_DIRECTIVE:_
With no line left out, restate the data word for word.

_Stored records:_

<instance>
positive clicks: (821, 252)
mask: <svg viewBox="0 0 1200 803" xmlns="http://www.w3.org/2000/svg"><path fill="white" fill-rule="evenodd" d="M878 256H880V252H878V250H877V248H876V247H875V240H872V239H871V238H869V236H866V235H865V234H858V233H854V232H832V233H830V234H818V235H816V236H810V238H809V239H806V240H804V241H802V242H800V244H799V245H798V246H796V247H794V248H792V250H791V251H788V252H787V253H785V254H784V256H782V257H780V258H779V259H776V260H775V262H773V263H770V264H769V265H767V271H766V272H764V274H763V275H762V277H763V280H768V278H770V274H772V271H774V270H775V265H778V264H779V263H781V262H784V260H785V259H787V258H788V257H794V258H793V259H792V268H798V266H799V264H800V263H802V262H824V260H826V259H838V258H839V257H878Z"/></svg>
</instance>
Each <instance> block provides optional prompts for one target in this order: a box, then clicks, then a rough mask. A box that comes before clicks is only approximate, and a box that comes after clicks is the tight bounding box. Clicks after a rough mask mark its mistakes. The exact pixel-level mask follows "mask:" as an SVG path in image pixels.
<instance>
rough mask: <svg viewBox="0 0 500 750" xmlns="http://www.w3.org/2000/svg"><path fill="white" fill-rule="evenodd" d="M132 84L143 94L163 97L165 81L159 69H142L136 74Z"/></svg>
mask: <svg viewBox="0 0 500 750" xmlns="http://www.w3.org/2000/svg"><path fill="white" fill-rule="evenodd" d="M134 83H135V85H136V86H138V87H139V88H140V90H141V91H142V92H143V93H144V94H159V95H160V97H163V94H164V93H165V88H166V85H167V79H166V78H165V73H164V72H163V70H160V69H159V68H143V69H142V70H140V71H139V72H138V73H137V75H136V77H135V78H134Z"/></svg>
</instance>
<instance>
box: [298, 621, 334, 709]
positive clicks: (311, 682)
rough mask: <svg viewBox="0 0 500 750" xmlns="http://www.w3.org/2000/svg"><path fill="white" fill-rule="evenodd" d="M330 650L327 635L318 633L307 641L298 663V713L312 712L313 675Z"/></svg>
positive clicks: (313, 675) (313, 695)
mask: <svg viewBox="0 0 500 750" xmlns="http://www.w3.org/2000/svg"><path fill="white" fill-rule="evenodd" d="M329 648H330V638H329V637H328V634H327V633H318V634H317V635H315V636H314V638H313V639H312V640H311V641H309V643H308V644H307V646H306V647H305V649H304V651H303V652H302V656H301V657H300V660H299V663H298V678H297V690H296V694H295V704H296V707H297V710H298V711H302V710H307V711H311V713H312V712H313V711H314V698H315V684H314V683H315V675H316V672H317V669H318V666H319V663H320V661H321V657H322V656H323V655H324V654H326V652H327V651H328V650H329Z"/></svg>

_YOUR RESPONSE:_
<instance>
positive clicks: (821, 252)
mask: <svg viewBox="0 0 1200 803" xmlns="http://www.w3.org/2000/svg"><path fill="white" fill-rule="evenodd" d="M878 256H880V252H878V250H877V248H876V247H875V240H872V239H871V238H869V236H866V235H865V234H858V233H854V232H832V233H830V234H818V235H816V236H810V238H809V239H806V240H804V241H802V242H800V244H799V245H798V246H796V247H794V248H792V250H791V251H788V252H787V253H785V254H784V256H782V257H780V258H779V259H776V260H775V262H773V263H770V264H769V265H767V271H766V272H764V274H763V275H762V277H763V280H768V278H770V274H772V271H774V270H775V265H778V264H779V263H781V262H784V260H785V259H787V258H788V257H794V258H793V259H792V268H798V266H799V264H800V263H802V262H824V260H826V259H838V258H839V257H878Z"/></svg>
</instance>
Each <instance> block provides optional prompts for one target in this order: a box, then clicks, then a rough mask. A box that comes before clicks is only approximate, and a box that comes after clicks is the tight bounding box. Clicks after a rough mask mark its mistakes. The exact pixel-level mask follows "mask:" as an SVG path in image pixels.
<instance>
rough mask: <svg viewBox="0 0 500 750" xmlns="http://www.w3.org/2000/svg"><path fill="white" fill-rule="evenodd" d="M132 84L143 94L163 97L165 81L159 69H142L136 74Z"/></svg>
mask: <svg viewBox="0 0 500 750" xmlns="http://www.w3.org/2000/svg"><path fill="white" fill-rule="evenodd" d="M134 83H135V85H136V86H138V87H139V88H140V90H141V91H142V92H143V93H144V94H159V95H160V97H163V94H164V93H165V88H166V85H167V79H166V78H165V73H164V72H163V70H160V69H159V68H143V69H142V70H140V71H139V72H138V73H137V75H136V77H135V78H134Z"/></svg>
</instance>
<instance>
box: [298, 621, 334, 709]
positive clicks: (311, 682)
rough mask: <svg viewBox="0 0 500 750" xmlns="http://www.w3.org/2000/svg"><path fill="white" fill-rule="evenodd" d="M330 650L327 635L318 633L307 641L298 663V713L312 712L313 675Z"/></svg>
positive clicks: (313, 675) (313, 695)
mask: <svg viewBox="0 0 500 750" xmlns="http://www.w3.org/2000/svg"><path fill="white" fill-rule="evenodd" d="M329 648H330V638H329V637H328V634H327V633H318V634H317V635H315V636H314V638H313V639H312V640H311V641H309V643H308V644H307V646H306V647H305V649H304V651H303V652H302V656H301V657H300V660H299V663H298V678H297V690H296V694H295V704H296V707H297V710H298V711H302V710H307V711H311V713H312V712H313V711H314V698H315V684H314V683H315V675H316V672H317V669H318V666H319V663H320V661H321V657H322V656H323V655H324V654H326V652H327V651H328V650H329Z"/></svg>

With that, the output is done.